→ PROBLEM TO WORK ON
Repeat the material in full. Keep every line exactly as it is.

→ DATA FOR PROCESSING

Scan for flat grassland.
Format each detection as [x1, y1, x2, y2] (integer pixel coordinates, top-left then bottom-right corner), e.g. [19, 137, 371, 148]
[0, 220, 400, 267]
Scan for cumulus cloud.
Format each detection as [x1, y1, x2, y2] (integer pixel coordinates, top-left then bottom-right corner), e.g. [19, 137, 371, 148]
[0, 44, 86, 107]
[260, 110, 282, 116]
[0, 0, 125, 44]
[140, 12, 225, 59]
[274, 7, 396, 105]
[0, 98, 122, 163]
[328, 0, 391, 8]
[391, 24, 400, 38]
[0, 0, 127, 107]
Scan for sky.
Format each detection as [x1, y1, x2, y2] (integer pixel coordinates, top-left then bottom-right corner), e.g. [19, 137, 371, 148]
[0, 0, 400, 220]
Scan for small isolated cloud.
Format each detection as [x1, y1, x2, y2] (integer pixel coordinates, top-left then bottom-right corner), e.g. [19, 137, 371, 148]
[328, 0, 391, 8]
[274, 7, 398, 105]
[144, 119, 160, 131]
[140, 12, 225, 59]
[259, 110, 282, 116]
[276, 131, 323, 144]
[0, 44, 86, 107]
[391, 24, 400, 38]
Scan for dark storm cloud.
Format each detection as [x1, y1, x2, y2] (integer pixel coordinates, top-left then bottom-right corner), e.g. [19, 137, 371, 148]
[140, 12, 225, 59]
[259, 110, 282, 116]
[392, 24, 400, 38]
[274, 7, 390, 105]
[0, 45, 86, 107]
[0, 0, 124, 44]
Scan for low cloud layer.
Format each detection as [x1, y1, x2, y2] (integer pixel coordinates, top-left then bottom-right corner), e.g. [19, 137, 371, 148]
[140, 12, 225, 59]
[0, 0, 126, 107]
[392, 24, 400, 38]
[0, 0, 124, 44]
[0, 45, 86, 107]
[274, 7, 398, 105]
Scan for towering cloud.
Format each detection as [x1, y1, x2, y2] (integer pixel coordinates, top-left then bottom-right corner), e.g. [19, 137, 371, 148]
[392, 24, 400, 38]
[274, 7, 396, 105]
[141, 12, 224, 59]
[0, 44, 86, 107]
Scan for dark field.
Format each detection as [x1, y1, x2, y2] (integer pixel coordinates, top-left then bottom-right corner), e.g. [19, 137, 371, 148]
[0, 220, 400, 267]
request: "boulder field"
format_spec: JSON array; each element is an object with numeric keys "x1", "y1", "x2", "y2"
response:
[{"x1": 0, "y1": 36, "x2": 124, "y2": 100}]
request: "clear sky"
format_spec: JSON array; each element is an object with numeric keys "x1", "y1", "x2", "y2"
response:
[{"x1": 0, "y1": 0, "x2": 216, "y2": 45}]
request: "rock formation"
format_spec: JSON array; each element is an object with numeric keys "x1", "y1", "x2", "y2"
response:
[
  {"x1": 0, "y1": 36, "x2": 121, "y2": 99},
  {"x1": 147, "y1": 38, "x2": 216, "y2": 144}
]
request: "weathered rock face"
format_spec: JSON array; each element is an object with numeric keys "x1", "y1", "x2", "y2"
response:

→ SOLUTION TO THE EXERCISE
Scan for flat grassland.
Format each detection as [x1, y1, x2, y2] (integer pixel coordinates, top-left then bottom-right corner), e.g. [19, 137, 371, 148]
[0, 220, 400, 267]
Scan for cumulus cloud.
Format each detection as [x1, y1, x2, y2] (integer pixel coordinates, top-left then bottom-right corner), e.g. [19, 137, 371, 148]
[0, 44, 86, 107]
[260, 110, 282, 116]
[0, 0, 125, 44]
[140, 12, 225, 59]
[274, 7, 396, 105]
[0, 98, 122, 163]
[328, 0, 391, 8]
[391, 24, 400, 38]
[0, 0, 127, 107]
Scan for sky.
Format each detection as [x1, y1, x2, y2] (integer pixel coordinates, top-left then bottom-right corner), e.g. [19, 137, 371, 148]
[0, 0, 400, 220]
Scan for small isolated cloud.
Format each detection as [x1, y1, x2, y2] (integer pixel coordinates, top-left then bottom-right corner), e.g. [19, 137, 371, 148]
[328, 0, 391, 8]
[274, 7, 398, 105]
[144, 119, 160, 131]
[140, 12, 225, 59]
[259, 110, 282, 116]
[276, 131, 323, 144]
[0, 44, 86, 107]
[391, 24, 400, 38]
Scan for dark storm cloud.
Format each detection as [x1, y1, x2, y2] (integer pixel coordinates, top-left then bottom-right corner), e.g. [19, 137, 371, 148]
[140, 12, 225, 59]
[259, 110, 282, 116]
[392, 24, 400, 38]
[274, 7, 390, 105]
[0, 45, 86, 107]
[0, 0, 124, 44]
Scan for low cloud layer.
Format each detection as [x1, y1, x2, y2] (integer pixel coordinates, top-left then bottom-right corner), e.g. [19, 137, 371, 148]
[140, 12, 225, 59]
[0, 0, 126, 107]
[392, 24, 400, 38]
[0, 0, 124, 44]
[0, 45, 86, 107]
[274, 7, 398, 105]
Scan for towering cloud.
Format each detection as [x1, y1, x2, y2] (integer pixel coordinates, top-left then bottom-right corner), e.g. [19, 137, 371, 148]
[392, 24, 400, 38]
[274, 7, 396, 105]
[141, 12, 224, 59]
[0, 44, 86, 107]
Scan for dark field.
Format each detection as [x1, y1, x2, y2] (integer pixel coordinates, top-left then bottom-right corner), e.g. [19, 137, 371, 148]
[0, 220, 400, 267]
request: "boulder field"
format_spec: JSON array; each element is an object with numeric keys "x1", "y1", "x2", "y2"
response:
[{"x1": 0, "y1": 36, "x2": 124, "y2": 100}]
request: "clear sky"
format_spec: JSON array; each element is an object with numeric keys "x1", "y1", "x2", "y2"
response:
[{"x1": 0, "y1": 0, "x2": 216, "y2": 45}]
request: "rock formation"
format_spec: JSON array; each element is an object with numeric keys "x1", "y1", "x2", "y2"
response:
[
  {"x1": 0, "y1": 36, "x2": 121, "y2": 99},
  {"x1": 147, "y1": 38, "x2": 216, "y2": 144}
]
request: "weathered rock face"
format_spec: JSON array; each element is an object with numeric keys "x1", "y1", "x2", "y2"
response:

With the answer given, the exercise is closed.